Please reproduce everything from "Pull Up a Chair: Let’s" down to "playing totally unpredictably." in the piece on Bitcoin in El Salvador below, word for word.

## PROVIDED TEXT
=====

Pull Up a Chair: Let’s Talk Bitcoin Over Tea
The future of Bitcoin in El Salvador. Whew, that’s a heavy topic, right?
I’m not going to pretend I have a crystal ball or a magic wand, if I did, I’d probably be sipping piña coladas on a beach right now, not writing this. But seriously, trying to predict where this whole experiment is going is incredibly difficult. It’s like trying to guess the final score of a soccer match when both teams are playing totally unpredictably.
What I can do, though, is talk about what I’ve actually seen and heard on the ground. I want to talk about this not like a dry academic paper or some frantic news report, but like we’re sitting down, having a coffee, and just chatting through what this means for the everyday person here.
So, pour yourself a cup, get comfortable, and let’s dive into the reality of the world’s first country to make Bitcoin legal tender.
The Tale of Two Bitcoins
From my experience, it feels like there are two different Bitcoin realities existing side-by-side in El Salvador.

=====

## PROVIDED MATERIAL
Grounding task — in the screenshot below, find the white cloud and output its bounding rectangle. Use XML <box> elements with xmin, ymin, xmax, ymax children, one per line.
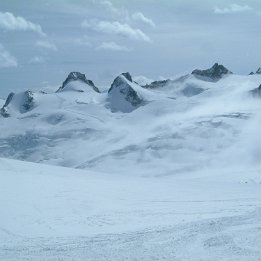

=====

## ANSWER TO THIS PROBLEM
Pull Up a Chair: Let’s Talk Bitcoin Over Tea
The future of Bitcoin in El Salvador. Whew, that’s a heavy topic, right?
I’m not going to pretend I have a crystal ball or a magic wand, if I did, I’d probably be sipping piña coladas on a beach right now, not writing this. But seriously, trying to predict where this whole experiment is going is incredibly difficult. It’s like trying to guess the final score of a soccer match when both teams are playing totally unpredictably.